GIVEN EXERCISE 1
Extract the passage of the N-queens discussion that begins at the words "I had originally" and stops after the words "the recursive solution.".
GIVEN EXERCISE 2
List every section heading in the N-queens discussion.

EXTRACT PROVIDED
And finally, we run for some quick examples to see what we can see. I'm willing to show quite a few more results for this case, as they go much faster than the recursive solution I created.

 $$N$$ Solutions 1 1 2 0 3 0 4 2 5 10 6 4 7 40 8 92 9 352 10 724 11 2680 12 14200 13 73712

### Visualized

I had originally thought to run some fairly sophisticated visualizations of these two algorithms. Truth to tell, I just can't think of any amazing visualization that is that enlightening.

However, running the visualization of my DLX algorithm where I just see what board positions it tries did help me spot a bug in my code. So, I'll include what I did. If you want to just play with some larger visualizations, simply run:

document.body.appendChild(makeVisualization(N, solveWithDancingLinks));


To see the boards that the recursive solution inspects, use "solveRecursively."

#### Recursive solution

First thing I was curious on was if I could get a good grasp on the speed difference at a lower value of $$N$$. Sure enough, there is enough to look at. We'll begin by looking at the recursive solution.

The basic problem is this algorithm hits a lot of tree states where it is not possible to fully cover. In particular, notice that from position 2 to position 3, it is possible to place another queen, however, it is not possible to place a queen on the last file. So, the algorithm should be able to backtrack early. Instead, it places the queen.

Otherwise, this algorithm inspects the pieces in a very straight forward left to right, top to bottom method of placing pieces.

Contrast the previous behavior with the dancing links technique. Here, the ordering heuristic of Knuth's accounts for starting on the third row, but the natural DLX behavior is as soon as a rank or a file is impossible to place, the algorithm will backtrack.

This shows in the marked decrease in number of board configurations tried. For DLX, this is a nice 12 positions instead of the 31 previously.

To see the specific scenario that helps, notice from configuration 6 to 7, there is a place a queen could be placed, but the system does not bother trying, as the third rank is already impossible to place.

## Conclusion

After all of that, what is the reason to use the "dancing links" technique? Mainly for speed. It seems to be a classic case study in using a fair bit more memory for the main data in order to more easily backtrack on modifications to it.

It should be possible to use something akin to the same ordering heuristic in the naive recursive solution that the dancing links version uses. However, the linked nature of the nodes in the DLX algorithm makes it straight forward to find what position of the board to try next. There is plenty of following links, but there is relatively little "searching" to find whichc piece to modify.

Also, please note that the point of the technique is to show how modifying a datastructure can sometimes easily be undone. All in all it is more difficult to build up the main data structure, but manipulating it is very fast.

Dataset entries
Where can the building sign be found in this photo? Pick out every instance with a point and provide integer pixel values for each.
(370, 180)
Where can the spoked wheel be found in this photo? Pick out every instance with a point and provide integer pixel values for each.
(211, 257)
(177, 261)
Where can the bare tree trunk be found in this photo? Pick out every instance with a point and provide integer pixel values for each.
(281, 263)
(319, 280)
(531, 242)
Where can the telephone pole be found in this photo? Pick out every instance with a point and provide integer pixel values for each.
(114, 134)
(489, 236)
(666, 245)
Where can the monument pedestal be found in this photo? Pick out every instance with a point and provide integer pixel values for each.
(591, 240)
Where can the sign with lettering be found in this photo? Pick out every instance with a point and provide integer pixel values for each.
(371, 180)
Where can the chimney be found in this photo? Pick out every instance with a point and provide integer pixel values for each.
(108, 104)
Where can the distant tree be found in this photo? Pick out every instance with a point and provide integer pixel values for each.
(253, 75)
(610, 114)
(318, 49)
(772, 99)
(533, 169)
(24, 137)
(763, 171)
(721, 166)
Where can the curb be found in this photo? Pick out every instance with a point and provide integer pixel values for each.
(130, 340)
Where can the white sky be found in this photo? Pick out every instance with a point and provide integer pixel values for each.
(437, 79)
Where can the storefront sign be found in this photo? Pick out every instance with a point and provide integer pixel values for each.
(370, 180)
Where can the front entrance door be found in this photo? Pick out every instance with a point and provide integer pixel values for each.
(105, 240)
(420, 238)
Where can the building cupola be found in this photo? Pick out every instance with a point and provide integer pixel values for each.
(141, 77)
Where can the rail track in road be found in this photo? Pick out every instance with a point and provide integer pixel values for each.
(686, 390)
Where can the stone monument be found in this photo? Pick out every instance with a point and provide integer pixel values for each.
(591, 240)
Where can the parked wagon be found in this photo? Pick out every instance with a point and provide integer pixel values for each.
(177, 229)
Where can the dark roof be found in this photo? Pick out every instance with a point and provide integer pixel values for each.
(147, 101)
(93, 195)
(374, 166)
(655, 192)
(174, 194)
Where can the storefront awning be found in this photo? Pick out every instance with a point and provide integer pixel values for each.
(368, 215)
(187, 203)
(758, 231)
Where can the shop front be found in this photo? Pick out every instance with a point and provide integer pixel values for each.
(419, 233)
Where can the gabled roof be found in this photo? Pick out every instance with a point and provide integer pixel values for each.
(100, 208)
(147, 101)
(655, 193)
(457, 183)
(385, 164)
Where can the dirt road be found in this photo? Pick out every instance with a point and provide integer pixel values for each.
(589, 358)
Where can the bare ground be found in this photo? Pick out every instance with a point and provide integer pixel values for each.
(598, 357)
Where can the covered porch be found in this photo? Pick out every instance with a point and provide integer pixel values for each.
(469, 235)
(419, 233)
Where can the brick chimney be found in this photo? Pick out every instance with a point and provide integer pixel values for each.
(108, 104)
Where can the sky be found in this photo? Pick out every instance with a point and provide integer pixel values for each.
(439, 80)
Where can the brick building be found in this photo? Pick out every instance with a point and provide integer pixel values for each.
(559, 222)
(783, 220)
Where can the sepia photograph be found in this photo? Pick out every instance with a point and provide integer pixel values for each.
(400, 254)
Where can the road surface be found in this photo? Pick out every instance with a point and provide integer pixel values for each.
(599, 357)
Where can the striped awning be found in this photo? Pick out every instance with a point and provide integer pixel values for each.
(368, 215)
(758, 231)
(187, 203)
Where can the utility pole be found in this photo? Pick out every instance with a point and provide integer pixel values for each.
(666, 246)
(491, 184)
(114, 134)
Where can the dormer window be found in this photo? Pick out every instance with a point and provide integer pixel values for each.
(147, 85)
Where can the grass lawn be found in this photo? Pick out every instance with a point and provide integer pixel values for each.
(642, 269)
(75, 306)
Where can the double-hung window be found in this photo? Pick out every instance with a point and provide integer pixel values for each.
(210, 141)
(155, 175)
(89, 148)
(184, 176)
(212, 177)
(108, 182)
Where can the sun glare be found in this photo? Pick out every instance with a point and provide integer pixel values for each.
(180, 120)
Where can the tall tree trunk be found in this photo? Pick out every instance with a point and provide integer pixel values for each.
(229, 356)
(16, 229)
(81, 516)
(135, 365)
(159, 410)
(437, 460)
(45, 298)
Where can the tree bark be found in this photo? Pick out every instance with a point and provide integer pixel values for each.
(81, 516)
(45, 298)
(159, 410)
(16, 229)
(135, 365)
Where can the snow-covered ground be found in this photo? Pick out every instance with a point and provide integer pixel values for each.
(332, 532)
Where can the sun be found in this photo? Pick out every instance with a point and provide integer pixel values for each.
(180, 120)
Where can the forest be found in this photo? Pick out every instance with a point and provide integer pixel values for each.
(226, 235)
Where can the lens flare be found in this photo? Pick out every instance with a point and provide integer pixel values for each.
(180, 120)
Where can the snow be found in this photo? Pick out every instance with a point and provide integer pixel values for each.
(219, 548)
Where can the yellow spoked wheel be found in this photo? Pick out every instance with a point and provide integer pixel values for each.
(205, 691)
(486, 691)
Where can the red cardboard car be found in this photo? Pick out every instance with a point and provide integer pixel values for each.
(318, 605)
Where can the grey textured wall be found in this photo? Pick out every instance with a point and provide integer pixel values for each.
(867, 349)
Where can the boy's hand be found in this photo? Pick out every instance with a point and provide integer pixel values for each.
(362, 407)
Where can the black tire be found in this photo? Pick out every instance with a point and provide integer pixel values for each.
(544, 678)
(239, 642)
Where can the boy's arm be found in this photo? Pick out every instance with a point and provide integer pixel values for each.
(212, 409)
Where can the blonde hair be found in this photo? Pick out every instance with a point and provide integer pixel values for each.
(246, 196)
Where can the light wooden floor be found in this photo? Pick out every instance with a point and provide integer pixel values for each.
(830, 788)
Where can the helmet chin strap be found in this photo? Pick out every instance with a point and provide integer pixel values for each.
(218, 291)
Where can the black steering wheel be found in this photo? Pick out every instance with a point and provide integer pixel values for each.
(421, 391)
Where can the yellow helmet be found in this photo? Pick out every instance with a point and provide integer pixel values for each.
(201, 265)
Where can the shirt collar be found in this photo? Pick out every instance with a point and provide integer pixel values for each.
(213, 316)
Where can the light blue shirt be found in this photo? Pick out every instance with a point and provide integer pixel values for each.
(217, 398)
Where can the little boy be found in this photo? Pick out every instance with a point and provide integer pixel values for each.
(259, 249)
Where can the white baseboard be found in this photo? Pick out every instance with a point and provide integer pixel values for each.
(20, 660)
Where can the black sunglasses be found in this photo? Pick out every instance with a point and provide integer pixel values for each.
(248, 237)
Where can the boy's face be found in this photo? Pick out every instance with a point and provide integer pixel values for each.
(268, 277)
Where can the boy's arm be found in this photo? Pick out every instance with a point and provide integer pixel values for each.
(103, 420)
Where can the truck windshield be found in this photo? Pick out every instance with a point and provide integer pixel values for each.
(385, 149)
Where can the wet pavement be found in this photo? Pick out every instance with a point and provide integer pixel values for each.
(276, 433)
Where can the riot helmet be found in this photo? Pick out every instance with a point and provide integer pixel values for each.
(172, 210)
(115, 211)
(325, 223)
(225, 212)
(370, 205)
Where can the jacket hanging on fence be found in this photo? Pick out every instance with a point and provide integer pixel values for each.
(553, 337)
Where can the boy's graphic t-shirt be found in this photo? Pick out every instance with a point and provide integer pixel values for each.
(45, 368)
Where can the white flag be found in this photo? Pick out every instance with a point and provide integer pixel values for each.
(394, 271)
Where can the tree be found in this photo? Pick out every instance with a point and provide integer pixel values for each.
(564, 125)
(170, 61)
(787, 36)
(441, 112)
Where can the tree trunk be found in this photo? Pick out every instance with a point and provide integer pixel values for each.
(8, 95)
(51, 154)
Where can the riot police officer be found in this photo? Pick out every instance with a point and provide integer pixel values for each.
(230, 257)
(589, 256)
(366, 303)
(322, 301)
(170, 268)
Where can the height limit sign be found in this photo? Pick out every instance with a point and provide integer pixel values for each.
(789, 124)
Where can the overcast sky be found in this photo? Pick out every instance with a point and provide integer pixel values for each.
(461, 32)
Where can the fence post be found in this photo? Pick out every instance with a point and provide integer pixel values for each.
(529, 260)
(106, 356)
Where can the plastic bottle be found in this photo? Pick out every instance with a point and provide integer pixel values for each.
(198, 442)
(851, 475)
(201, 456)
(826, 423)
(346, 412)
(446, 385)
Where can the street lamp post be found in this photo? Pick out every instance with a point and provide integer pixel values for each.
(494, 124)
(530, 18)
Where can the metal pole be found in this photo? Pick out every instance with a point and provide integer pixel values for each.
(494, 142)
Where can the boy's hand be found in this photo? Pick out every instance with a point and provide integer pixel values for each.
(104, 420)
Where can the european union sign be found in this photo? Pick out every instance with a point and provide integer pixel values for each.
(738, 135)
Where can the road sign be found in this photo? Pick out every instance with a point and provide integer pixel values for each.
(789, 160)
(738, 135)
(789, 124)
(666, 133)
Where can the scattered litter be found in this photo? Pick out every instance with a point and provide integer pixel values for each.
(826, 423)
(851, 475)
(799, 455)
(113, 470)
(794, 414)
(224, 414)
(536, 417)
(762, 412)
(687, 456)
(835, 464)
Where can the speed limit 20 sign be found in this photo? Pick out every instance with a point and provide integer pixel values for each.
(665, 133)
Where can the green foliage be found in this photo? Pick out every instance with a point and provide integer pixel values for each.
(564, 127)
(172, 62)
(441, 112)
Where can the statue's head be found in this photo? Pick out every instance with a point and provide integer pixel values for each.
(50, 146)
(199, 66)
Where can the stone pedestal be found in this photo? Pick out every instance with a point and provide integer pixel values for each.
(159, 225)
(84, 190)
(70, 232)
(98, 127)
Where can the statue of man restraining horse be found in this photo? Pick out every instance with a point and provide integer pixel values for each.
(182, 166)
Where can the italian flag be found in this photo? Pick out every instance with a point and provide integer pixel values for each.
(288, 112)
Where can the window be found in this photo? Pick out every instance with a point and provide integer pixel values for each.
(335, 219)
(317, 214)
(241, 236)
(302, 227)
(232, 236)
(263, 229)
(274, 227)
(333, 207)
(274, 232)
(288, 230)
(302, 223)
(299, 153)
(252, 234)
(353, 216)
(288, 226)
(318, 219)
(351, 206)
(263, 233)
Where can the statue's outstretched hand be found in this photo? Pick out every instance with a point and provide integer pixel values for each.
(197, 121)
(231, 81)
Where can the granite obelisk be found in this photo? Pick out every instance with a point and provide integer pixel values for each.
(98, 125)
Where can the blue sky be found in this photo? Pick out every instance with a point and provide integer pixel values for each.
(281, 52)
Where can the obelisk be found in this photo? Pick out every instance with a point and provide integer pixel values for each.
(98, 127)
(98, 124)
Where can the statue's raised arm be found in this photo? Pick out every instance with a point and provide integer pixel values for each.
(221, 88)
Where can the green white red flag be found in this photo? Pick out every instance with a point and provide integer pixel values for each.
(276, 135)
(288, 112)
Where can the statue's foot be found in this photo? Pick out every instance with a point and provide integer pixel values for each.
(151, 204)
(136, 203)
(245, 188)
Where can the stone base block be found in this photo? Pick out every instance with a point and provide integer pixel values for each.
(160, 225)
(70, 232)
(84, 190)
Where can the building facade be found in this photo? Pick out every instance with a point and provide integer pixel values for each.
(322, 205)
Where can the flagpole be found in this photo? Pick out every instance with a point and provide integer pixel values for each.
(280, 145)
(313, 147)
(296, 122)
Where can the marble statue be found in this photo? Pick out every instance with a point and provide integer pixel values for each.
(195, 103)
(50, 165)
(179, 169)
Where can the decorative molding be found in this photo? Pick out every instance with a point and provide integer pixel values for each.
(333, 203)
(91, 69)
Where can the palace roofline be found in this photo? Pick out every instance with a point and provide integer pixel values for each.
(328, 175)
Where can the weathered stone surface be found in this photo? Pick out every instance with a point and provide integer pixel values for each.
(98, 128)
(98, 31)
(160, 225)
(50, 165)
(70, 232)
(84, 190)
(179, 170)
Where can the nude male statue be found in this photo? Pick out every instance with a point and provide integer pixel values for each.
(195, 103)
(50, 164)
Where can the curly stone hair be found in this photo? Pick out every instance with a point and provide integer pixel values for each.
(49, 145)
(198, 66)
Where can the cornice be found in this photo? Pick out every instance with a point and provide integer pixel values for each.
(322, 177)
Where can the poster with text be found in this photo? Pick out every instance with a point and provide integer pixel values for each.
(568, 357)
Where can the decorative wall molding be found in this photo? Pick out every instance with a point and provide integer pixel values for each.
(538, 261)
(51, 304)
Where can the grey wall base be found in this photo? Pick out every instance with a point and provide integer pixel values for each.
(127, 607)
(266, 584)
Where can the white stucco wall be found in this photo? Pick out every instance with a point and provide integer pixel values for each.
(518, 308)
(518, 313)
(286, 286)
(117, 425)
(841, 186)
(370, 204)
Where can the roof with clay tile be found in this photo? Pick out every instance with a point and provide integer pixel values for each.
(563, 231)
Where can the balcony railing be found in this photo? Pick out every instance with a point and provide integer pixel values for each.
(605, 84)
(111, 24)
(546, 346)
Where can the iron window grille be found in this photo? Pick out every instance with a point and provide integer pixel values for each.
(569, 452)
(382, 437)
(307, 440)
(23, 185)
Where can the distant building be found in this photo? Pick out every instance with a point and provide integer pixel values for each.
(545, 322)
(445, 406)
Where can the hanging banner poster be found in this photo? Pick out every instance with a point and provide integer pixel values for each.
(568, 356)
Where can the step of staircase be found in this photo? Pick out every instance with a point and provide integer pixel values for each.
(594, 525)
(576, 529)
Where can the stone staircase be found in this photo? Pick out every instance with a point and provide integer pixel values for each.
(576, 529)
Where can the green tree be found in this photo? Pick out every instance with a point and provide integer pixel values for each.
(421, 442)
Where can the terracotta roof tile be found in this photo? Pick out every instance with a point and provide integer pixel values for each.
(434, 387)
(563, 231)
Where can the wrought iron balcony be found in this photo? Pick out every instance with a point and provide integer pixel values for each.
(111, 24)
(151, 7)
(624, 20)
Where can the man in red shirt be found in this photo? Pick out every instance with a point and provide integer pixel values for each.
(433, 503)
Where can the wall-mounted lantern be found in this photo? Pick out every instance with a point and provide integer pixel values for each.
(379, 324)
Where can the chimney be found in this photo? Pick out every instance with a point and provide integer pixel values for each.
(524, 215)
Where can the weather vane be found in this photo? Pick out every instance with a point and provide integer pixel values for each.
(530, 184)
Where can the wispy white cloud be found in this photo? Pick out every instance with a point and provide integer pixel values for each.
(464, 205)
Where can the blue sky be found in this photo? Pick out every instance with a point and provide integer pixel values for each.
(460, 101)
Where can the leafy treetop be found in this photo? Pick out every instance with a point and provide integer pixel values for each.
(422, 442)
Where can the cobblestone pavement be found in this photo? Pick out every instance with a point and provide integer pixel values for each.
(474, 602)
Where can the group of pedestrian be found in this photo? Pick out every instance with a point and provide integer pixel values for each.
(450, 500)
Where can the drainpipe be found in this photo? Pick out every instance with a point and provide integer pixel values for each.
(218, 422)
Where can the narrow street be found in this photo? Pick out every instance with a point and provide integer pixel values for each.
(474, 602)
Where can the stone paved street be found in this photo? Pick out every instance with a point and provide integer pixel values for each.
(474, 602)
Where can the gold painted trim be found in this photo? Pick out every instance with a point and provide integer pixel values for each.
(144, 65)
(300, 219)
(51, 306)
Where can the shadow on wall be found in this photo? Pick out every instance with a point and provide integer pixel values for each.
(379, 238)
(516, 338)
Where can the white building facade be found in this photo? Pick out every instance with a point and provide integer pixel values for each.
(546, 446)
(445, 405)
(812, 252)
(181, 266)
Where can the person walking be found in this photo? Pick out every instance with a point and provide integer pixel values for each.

WRITTEN ANSWER 1
I had originally thought to run some fairly sophisticated visualizations of these two algorithms. Truth to tell, I just can't think of any amazing visualization that is that enlightening.

However, running the visualization of my DLX algorithm where I just see what board positions it tries did help me spot a bug in my code. So, I'll include what I did. If you want to just play with some larger visualizations, simply run:

document.body.appendChild(makeVisualization(N, solveWithDancingLinks));


To see the boards that the recursive solution inspects, use "solveRecursively."

#### Recursive solution

First thing I was curious on was if I could get a good grasp on the speed difference at a lower value of $$N$$. Sure enough, there is enough to look at. We'll begin by looking at the recursive solution.

WRITTEN ANSWER 2
Visualized
Recursive solution
Conclusion